**Written task:** Repeat the lines of the listing below exactly, starting at the line that contains "For the mapping pass, tag each instance of the white" and running through the last line, both included, and only those.

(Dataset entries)
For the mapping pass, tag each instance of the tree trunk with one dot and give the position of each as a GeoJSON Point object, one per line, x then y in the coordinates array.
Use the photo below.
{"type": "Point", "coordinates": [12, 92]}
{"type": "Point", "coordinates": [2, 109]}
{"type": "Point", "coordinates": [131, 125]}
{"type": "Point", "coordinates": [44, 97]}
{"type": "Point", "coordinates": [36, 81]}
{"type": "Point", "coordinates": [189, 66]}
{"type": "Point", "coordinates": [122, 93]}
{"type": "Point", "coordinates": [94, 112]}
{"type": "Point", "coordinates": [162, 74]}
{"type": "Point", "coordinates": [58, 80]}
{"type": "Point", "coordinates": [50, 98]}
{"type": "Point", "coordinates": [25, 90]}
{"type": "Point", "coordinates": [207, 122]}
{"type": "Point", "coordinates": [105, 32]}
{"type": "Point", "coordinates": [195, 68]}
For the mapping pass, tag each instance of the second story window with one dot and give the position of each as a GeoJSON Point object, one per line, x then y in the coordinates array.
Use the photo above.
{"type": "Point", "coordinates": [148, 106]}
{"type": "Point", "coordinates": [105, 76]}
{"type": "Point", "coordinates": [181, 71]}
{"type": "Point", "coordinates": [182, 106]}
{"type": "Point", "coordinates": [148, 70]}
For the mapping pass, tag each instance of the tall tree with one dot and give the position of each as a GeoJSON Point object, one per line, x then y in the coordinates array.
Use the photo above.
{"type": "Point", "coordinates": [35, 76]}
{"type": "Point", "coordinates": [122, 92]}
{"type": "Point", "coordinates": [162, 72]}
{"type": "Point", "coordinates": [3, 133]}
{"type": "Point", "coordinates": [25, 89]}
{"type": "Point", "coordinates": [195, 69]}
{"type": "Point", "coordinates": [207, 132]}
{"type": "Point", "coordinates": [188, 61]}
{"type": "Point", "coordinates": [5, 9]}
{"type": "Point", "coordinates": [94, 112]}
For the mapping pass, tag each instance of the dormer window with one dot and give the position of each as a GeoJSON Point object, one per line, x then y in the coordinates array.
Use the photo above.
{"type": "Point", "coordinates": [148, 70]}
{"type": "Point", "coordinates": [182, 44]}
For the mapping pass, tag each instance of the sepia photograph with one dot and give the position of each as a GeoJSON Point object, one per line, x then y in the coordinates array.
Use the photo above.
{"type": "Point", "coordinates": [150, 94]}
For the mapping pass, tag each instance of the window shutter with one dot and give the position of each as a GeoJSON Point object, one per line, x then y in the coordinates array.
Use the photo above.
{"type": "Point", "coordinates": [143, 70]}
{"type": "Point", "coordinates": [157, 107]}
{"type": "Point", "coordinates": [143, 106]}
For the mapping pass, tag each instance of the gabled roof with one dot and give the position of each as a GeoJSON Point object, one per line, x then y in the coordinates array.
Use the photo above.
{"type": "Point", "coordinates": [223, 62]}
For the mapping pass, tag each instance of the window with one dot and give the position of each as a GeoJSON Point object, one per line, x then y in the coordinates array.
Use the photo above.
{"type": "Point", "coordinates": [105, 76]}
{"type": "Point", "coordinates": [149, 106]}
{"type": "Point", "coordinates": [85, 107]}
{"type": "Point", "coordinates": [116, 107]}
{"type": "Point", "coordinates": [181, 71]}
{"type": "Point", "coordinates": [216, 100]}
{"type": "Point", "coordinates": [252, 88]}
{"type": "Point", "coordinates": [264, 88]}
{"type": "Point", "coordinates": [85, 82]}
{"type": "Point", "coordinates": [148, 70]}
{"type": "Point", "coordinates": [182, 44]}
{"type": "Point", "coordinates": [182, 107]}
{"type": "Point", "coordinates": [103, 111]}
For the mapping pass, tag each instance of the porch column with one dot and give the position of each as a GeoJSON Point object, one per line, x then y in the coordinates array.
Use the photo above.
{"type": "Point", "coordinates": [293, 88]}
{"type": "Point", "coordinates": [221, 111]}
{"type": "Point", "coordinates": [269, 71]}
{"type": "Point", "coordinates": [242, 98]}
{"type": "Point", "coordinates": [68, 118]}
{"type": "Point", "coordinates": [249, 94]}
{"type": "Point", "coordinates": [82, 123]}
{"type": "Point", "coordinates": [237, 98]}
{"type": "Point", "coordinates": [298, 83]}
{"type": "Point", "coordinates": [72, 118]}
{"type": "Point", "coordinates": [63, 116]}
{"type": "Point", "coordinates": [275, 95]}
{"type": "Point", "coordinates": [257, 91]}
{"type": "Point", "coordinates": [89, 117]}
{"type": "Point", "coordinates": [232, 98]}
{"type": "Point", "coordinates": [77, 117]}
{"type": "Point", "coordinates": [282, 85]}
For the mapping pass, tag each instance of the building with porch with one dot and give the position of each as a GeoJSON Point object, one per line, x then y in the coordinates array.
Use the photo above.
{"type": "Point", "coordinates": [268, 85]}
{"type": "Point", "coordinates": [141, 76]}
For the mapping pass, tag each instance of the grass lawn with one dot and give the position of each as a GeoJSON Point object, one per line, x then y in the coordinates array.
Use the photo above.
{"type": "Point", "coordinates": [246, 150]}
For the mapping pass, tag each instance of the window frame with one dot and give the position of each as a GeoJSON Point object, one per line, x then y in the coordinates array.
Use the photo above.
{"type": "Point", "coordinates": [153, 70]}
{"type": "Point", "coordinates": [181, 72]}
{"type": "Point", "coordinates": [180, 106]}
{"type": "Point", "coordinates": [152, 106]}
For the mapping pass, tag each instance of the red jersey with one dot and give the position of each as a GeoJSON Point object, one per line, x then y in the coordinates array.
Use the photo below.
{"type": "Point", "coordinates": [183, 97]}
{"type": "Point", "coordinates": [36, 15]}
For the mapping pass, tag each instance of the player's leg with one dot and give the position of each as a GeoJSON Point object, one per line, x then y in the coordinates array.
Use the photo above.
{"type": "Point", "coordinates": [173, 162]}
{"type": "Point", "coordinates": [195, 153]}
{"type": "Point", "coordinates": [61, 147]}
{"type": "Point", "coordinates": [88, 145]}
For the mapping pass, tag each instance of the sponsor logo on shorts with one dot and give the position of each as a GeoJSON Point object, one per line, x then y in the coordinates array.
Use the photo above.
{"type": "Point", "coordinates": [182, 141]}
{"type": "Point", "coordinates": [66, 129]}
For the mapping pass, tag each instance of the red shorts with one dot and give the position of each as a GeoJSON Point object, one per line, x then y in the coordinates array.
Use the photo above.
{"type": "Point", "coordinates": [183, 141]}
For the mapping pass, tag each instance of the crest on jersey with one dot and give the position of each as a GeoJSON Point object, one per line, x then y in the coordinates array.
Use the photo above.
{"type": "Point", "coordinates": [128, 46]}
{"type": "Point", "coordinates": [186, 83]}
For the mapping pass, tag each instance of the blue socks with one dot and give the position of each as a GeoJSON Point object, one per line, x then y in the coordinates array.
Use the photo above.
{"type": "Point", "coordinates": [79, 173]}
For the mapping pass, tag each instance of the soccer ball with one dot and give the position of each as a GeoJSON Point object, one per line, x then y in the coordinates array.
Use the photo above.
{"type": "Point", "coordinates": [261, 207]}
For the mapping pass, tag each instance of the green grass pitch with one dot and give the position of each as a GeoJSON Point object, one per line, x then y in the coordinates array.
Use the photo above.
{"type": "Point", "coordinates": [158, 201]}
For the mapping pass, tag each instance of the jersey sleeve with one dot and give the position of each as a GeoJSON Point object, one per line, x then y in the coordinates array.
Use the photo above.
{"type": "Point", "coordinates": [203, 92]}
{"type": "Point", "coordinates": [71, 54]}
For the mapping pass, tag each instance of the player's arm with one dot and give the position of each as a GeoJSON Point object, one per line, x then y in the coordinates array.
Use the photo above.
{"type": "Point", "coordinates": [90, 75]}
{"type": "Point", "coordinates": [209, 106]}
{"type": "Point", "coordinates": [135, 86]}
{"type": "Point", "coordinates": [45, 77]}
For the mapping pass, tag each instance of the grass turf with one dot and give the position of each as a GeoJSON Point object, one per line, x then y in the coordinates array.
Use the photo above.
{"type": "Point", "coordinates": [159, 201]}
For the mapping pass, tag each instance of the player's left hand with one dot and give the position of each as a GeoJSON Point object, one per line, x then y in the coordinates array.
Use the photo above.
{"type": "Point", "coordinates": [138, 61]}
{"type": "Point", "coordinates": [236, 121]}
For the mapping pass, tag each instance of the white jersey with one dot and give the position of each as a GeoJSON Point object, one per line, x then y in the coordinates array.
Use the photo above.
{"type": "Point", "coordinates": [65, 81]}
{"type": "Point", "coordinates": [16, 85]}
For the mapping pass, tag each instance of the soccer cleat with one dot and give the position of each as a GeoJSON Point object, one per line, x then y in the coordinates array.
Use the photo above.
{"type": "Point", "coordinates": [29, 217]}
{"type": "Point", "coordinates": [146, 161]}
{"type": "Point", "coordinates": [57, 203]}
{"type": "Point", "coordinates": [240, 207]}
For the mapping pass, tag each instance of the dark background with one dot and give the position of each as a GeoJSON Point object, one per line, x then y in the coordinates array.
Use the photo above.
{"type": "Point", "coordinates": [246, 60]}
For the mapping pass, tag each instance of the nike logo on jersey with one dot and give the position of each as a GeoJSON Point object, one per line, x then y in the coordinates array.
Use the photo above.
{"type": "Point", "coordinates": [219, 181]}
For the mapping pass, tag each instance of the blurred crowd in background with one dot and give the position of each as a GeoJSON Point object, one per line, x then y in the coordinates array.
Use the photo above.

**Reply:**
For the mapping pass, tag each instance of the white jersey with one dot and give the position of each as a GeoJSON Point object, one per line, x then y in the coordinates array.
Use the photo above.
{"type": "Point", "coordinates": [65, 81]}
{"type": "Point", "coordinates": [16, 85]}
For the mapping pass, tag each instance of the soccer cleat with one dot and give the position of each as a GeoJSON Point object, one per line, x then y in the coordinates array.
Use the photo above.
{"type": "Point", "coordinates": [29, 217]}
{"type": "Point", "coordinates": [146, 161]}
{"type": "Point", "coordinates": [57, 203]}
{"type": "Point", "coordinates": [240, 207]}
For the mapping pass, tag each instance of the dark background with one dot and give the position of each as a GeoJSON Point object, one per line, x then y in the coordinates array.
Use the photo above.
{"type": "Point", "coordinates": [246, 60]}
For the mapping pass, tag each instance of the nike logo on jersey with one dot and give the position of each as a GeoJSON Point object, one per line, x then y in the coordinates array.
Use the photo above.
{"type": "Point", "coordinates": [219, 181]}
For the mapping pass, tag each instance of the blurred crowd in background with one dot and give the position of each as a GeoJSON Point object, one per line, x then y in the coordinates array.
Use the photo above.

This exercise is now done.